------ RAW RECORDS ------

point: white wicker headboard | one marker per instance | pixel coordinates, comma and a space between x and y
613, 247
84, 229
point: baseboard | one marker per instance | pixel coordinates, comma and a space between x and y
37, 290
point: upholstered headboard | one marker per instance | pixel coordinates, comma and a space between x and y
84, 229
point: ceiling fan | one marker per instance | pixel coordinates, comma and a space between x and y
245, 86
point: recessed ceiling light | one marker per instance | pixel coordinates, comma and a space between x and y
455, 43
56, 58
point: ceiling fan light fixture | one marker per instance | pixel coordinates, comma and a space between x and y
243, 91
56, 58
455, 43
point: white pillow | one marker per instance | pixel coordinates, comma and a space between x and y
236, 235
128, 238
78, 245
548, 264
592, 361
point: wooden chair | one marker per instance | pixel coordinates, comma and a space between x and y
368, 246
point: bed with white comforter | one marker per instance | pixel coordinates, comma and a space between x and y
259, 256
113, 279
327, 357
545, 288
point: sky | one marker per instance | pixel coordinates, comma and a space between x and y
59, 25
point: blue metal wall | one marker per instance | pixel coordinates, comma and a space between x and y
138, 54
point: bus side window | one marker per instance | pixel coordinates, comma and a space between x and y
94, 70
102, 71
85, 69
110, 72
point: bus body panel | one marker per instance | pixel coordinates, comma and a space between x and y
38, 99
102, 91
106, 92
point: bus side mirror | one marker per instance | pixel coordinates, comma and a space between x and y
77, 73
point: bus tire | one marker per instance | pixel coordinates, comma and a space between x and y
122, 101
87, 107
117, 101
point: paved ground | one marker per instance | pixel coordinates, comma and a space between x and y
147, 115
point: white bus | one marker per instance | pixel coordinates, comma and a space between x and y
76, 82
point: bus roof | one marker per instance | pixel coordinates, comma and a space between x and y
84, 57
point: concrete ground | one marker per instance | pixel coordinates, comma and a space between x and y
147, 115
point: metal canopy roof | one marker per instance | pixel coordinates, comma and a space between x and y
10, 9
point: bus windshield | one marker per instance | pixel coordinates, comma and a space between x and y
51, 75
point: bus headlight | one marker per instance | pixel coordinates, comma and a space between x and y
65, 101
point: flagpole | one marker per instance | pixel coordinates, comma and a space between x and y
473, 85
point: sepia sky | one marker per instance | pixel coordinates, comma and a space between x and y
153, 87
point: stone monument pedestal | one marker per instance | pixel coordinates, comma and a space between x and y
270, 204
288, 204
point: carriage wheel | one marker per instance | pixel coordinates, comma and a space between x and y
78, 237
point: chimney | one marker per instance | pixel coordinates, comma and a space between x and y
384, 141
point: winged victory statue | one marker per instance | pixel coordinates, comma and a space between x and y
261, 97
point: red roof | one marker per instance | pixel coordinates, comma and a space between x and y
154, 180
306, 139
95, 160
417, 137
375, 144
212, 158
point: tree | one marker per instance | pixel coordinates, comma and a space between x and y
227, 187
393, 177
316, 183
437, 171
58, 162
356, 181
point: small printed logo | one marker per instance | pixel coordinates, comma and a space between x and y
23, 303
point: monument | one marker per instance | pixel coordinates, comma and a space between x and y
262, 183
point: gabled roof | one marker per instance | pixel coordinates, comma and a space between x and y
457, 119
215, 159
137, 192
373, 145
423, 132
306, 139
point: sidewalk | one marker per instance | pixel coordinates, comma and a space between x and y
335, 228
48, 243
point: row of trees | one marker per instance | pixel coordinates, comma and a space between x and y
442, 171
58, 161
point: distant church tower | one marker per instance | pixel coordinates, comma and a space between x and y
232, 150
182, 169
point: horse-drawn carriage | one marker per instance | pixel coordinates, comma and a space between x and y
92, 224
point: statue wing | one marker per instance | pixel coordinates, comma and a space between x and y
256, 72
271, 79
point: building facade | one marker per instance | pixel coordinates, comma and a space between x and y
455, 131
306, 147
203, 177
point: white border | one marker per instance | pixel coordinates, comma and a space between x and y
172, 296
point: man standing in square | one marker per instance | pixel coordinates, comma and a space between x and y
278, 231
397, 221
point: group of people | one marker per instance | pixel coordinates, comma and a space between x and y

------

== TASK GOAL ==
Reproduce all of the rows above verbatim, with no changes of any kind.

== OUTPUT OF THE TASK ==
point: white wicker headboard | one marker per instance | pixel coordinates, comma and a space between x and y
613, 247
84, 229
point: baseboard | one marker per instance | pixel coordinates, comma and a space between x and y
37, 290
point: upholstered headboard | one marker per instance | pixel coordinates, comma and a space between x and y
84, 229
point: ceiling fan | one marker per instance | pixel coordinates, comma and a space between x and y
245, 86
point: recessed ceiling light | one marker per instance | pixel coordinates, comma and a space between x and y
455, 43
56, 58
point: ceiling fan light fixture | one marker per instance | pixel coordinates, comma and a space between x and y
243, 91
56, 58
455, 43
point: white pillow | one marker per instance | pixel coordinates, comma and a space between x and y
236, 235
128, 238
78, 245
548, 264
592, 361
point: wooden chair | one marker per instance | pixel coordinates, comma and a space between x and y
368, 246
point: bed with white comforter | one marker per instance | pixel coordinates, comma and a space between x and y
259, 256
113, 279
327, 357
545, 288
point: sky | one marker per instance | pixel coordinates, comma and a space between x and y
59, 25
point: blue metal wall | one marker per instance | pixel coordinates, comma and a space between x and y
138, 54
point: bus side window | one marker per instance | pixel coordinates, comma and a space between x and y
94, 70
102, 71
85, 69
110, 72
point: bus body panel | one marker per instance | pixel coordinates, comma and a space between x and y
38, 99
102, 91
106, 92
point: bus side mirror | one marker per instance | pixel coordinates, comma and a space between x and y
77, 73
point: bus tire | one marker per instance | pixel coordinates, comma and a space between x and y
122, 101
87, 107
117, 101
point: paved ground | one marker per instance | pixel coordinates, comma and a space between x and y
147, 115
point: white bus | one marker per instance | pixel coordinates, comma and a space between x and y
76, 82
point: bus roof | one marker per instance | pixel coordinates, comma and a space between x and y
84, 57
point: concrete ground | one marker per instance | pixel coordinates, comma and a space between x and y
147, 115
point: metal canopy roof | one marker per instance | pixel coordinates, comma and a space between x and y
10, 9
point: bus windshield | one marker per instance | pixel coordinates, comma and a space between x and y
51, 75
point: bus headlight | one marker per instance | pixel coordinates, comma and a space between x and y
65, 101
point: flagpole | one marker per instance | pixel coordinates, comma and a space between x and y
473, 85
point: sepia sky | one marker per instance | pixel coordinates, comma and a space between x and y
153, 87
point: stone monument pedestal | one marker per instance | pixel coordinates, comma and a space between x and y
270, 204
288, 204
point: carriage wheel | one marker per instance | pixel coordinates, comma and a space between x and y
78, 237
point: chimney | one marker per instance | pixel coordinates, comma and a space between x and y
384, 141
point: winged victory statue | one marker per instance | pixel coordinates, comma and a space between x and y
261, 97
point: red roof | one marker per instance | pixel coordinates, comma and a space between x and y
154, 180
306, 139
95, 160
417, 137
375, 144
212, 158
point: tree | one marker per instance | pixel coordinates, comma and a space between x and y
227, 187
393, 177
316, 183
437, 171
58, 162
356, 181
point: small printed logo | one marker per instance | pixel coordinates, comma and a space between x and y
23, 303
point: monument | one marker per instance | pixel coordinates, comma and a space between x and y
262, 183
point: gabled roof | one marker per instance | pixel coordinates, comma and a space between x and y
457, 119
215, 159
137, 192
373, 145
423, 132
306, 139
point: sidewalk | one marker per instance | pixel coordinates, comma and a space between x and y
335, 228
48, 243
point: row of trees | one marker per instance | pixel coordinates, comma and a space between x and y
442, 171
58, 161
point: distant church tower | one marker per instance | pixel coordinates, comma and a space between x and y
232, 150
182, 169
point: horse-drawn carriage | one marker per instance | pixel coordinates, comma and a space between x and y
92, 224
point: statue wing | one marker per instance | pixel coordinates, comma and a space between x and y
256, 72
271, 79
point: building facade | one marker per instance | pixel coordinates, comma and a space between x and y
455, 131
306, 147
203, 177
point: white border | one marker per instance | pixel coordinates, comma and a space between x and y
172, 296
point: man standing in square | one marker per instance | pixel coordinates, comma and a space between x and y
278, 231
397, 221
point: group of people | one marker per instance | pixel coordinates, comma and a space between x and y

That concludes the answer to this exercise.